- Action item
In the records below, find the line that contains "Would you mind tagging the license" and the line that contains "Target: parking lot", then retype exactly those two lines and every line between them.

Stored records

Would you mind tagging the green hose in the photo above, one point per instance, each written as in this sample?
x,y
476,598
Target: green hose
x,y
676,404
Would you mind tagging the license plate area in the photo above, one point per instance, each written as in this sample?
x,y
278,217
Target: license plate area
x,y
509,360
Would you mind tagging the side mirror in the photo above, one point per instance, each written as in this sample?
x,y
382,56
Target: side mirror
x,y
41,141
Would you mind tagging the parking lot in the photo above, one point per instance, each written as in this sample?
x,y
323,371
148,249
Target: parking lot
==
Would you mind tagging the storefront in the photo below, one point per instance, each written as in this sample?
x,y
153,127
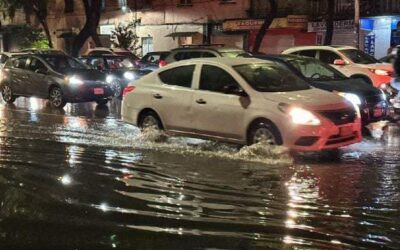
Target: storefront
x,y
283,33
==
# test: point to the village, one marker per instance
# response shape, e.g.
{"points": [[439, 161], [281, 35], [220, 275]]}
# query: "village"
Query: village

- Task answer
Would you mind tagging the license plate area in the photo above, one point per instance, each written as in this sample?
x,y
278,217
Target: license plate area
x,y
509,360
Would you mind tagging the side mirror in the photo above, one point per instance, each written as in this sample?
x,y
382,56
Target: side mirror
x,y
41,141
Would you mind tagging the parking lot in the photo above, one point per instance, each written as in this sample?
x,y
323,371
148,249
Target: parking lot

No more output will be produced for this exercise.